Rows from an object pointing dataset

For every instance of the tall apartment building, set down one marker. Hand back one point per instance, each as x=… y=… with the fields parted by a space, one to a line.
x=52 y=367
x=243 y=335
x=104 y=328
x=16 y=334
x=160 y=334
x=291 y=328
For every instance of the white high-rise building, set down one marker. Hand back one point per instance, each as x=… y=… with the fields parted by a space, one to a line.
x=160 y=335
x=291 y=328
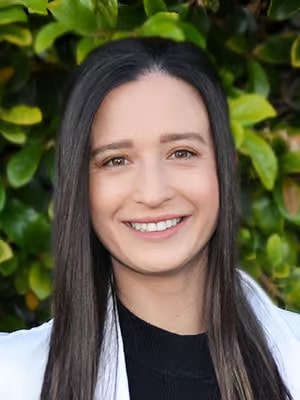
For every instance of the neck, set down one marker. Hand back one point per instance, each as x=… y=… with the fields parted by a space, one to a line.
x=172 y=302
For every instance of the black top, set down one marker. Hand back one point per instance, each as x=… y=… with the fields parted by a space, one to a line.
x=165 y=366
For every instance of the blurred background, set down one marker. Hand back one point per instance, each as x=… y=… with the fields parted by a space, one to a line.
x=255 y=46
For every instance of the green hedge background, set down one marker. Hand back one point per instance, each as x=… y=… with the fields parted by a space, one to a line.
x=256 y=48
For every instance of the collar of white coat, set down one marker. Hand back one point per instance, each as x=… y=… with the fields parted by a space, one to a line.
x=281 y=327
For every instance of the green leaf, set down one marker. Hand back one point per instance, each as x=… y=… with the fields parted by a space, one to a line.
x=21 y=281
x=107 y=10
x=274 y=252
x=26 y=227
x=8 y=267
x=276 y=49
x=23 y=115
x=289 y=163
x=266 y=215
x=74 y=15
x=36 y=6
x=23 y=165
x=2 y=195
x=85 y=46
x=47 y=35
x=287 y=197
x=262 y=156
x=258 y=78
x=292 y=288
x=238 y=43
x=5 y=251
x=281 y=10
x=154 y=6
x=40 y=281
x=12 y=14
x=16 y=35
x=249 y=109
x=295 y=53
x=238 y=133
x=9 y=3
x=12 y=133
x=193 y=35
x=163 y=24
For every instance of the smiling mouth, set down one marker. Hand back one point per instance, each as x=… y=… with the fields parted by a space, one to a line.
x=155 y=226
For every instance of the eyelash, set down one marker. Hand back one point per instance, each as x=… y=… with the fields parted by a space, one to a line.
x=188 y=154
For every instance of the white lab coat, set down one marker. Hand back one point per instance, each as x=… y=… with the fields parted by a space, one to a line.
x=23 y=354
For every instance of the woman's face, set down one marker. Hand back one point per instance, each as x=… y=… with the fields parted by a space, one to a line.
x=154 y=194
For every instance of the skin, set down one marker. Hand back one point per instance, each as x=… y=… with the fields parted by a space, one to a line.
x=141 y=169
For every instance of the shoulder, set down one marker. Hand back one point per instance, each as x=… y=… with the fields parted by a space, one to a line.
x=266 y=310
x=23 y=357
x=282 y=330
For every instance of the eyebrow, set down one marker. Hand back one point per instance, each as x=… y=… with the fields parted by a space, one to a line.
x=165 y=138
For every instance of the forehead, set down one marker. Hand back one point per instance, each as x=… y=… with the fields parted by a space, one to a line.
x=154 y=104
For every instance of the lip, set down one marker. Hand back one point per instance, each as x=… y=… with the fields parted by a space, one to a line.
x=159 y=235
x=148 y=220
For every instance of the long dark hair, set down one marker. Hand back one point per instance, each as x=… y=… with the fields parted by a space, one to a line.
x=244 y=365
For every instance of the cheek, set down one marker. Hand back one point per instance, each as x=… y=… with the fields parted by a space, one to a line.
x=106 y=196
x=203 y=188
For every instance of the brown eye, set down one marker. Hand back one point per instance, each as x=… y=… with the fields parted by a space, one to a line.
x=183 y=154
x=115 y=162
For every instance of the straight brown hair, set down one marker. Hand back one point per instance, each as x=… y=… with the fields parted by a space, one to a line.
x=244 y=365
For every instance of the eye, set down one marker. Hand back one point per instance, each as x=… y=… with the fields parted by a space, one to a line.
x=115 y=162
x=183 y=154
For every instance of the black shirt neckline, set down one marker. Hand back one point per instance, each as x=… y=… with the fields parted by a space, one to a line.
x=163 y=351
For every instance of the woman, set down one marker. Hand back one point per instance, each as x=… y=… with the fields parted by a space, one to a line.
x=148 y=301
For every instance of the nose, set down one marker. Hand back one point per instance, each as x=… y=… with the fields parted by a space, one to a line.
x=153 y=185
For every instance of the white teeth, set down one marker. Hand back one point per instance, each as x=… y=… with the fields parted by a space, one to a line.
x=155 y=227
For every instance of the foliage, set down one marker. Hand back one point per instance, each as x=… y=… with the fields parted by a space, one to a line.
x=256 y=49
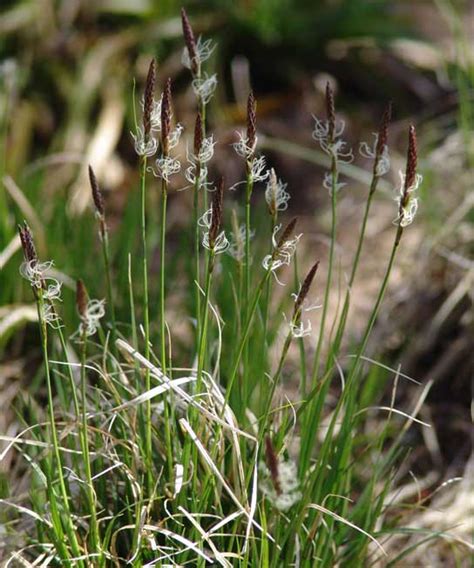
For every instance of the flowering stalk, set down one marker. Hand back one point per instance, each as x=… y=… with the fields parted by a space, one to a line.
x=197 y=146
x=277 y=199
x=88 y=327
x=411 y=182
x=295 y=330
x=166 y=143
x=104 y=239
x=212 y=243
x=380 y=167
x=44 y=317
x=149 y=141
x=327 y=136
x=271 y=262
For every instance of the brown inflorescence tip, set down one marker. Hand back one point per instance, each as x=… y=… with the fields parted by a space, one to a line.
x=149 y=99
x=286 y=234
x=81 y=299
x=412 y=160
x=190 y=41
x=382 y=138
x=251 y=122
x=272 y=464
x=217 y=212
x=305 y=288
x=330 y=112
x=198 y=135
x=96 y=193
x=166 y=118
x=27 y=243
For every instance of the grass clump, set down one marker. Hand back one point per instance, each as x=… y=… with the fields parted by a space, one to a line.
x=147 y=457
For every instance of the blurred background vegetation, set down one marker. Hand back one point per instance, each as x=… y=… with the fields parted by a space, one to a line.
x=67 y=75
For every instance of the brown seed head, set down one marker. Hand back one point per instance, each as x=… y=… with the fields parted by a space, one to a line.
x=96 y=193
x=190 y=41
x=27 y=243
x=198 y=134
x=305 y=288
x=412 y=159
x=149 y=99
x=272 y=464
x=166 y=118
x=251 y=122
x=217 y=213
x=383 y=131
x=287 y=232
x=81 y=299
x=330 y=112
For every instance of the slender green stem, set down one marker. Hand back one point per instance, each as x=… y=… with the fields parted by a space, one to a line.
x=108 y=276
x=355 y=264
x=205 y=319
x=275 y=379
x=329 y=276
x=146 y=321
x=248 y=195
x=245 y=335
x=164 y=365
x=197 y=249
x=69 y=526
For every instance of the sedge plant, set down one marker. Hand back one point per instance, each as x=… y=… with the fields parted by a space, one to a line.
x=205 y=459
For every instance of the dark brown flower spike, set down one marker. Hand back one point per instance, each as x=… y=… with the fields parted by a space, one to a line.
x=217 y=213
x=190 y=41
x=330 y=112
x=287 y=232
x=166 y=118
x=251 y=122
x=96 y=193
x=27 y=243
x=305 y=289
x=412 y=160
x=198 y=135
x=149 y=99
x=272 y=464
x=382 y=138
x=81 y=299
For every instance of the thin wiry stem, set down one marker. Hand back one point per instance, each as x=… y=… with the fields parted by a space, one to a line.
x=164 y=366
x=69 y=527
x=95 y=538
x=146 y=325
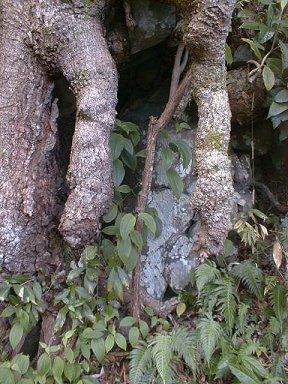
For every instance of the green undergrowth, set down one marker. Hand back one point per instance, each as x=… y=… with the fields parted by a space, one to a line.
x=229 y=327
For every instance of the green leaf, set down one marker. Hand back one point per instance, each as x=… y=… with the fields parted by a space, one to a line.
x=283 y=4
x=15 y=335
x=22 y=362
x=253 y=47
x=118 y=172
x=111 y=214
x=132 y=260
x=268 y=78
x=184 y=151
x=148 y=221
x=228 y=54
x=137 y=239
x=8 y=311
x=284 y=50
x=127 y=225
x=69 y=354
x=43 y=364
x=276 y=109
x=180 y=309
x=175 y=182
x=210 y=332
x=109 y=343
x=167 y=157
x=58 y=367
x=244 y=376
x=127 y=321
x=98 y=348
x=111 y=230
x=6 y=376
x=116 y=145
x=144 y=328
x=282 y=96
x=133 y=336
x=123 y=189
x=124 y=249
x=121 y=341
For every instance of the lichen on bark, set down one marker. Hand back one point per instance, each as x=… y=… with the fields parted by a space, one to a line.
x=205 y=35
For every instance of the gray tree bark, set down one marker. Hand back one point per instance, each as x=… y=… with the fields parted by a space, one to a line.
x=40 y=39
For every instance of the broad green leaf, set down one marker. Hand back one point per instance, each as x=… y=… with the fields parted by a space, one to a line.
x=21 y=362
x=268 y=78
x=109 y=343
x=254 y=48
x=8 y=311
x=184 y=151
x=69 y=354
x=175 y=182
x=283 y=4
x=111 y=214
x=148 y=221
x=282 y=96
x=137 y=239
x=180 y=309
x=98 y=348
x=110 y=230
x=228 y=54
x=127 y=225
x=6 y=376
x=124 y=249
x=276 y=109
x=118 y=172
x=144 y=328
x=82 y=293
x=121 y=341
x=133 y=336
x=116 y=145
x=127 y=321
x=244 y=376
x=123 y=188
x=167 y=157
x=43 y=364
x=284 y=50
x=15 y=335
x=58 y=367
x=131 y=262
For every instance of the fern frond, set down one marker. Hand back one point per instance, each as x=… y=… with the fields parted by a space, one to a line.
x=140 y=364
x=206 y=273
x=251 y=276
x=227 y=300
x=210 y=332
x=279 y=301
x=185 y=345
x=162 y=357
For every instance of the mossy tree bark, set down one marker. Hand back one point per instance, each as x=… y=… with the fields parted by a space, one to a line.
x=206 y=24
x=40 y=39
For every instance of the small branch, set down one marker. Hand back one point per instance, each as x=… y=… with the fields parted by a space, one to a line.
x=155 y=125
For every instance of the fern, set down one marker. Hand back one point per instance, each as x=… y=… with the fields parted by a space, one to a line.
x=162 y=356
x=251 y=276
x=210 y=332
x=227 y=300
x=140 y=364
x=185 y=345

Objective => Reproduce, without changes, the part of the items above that opens with the line containing "For every instance of the woman's" and closes with the line containing "x=282 y=330". Include both of those lines.

Written answer =>
For every instance of the woman's face, set down one marker. Hand back one point per instance, each as x=… y=… with the fields parted by a space, one to a line.
x=154 y=194
For every instance of the skin, set down one marker. Hand back one point per instance, each as x=… y=… with the fields parted by a space, one to a line.
x=141 y=169
For every instance of the shoulder, set down one marker. Hand back one point per instance, each as x=… y=… with the fields parted by a space, one to a line.
x=266 y=310
x=23 y=357
x=282 y=330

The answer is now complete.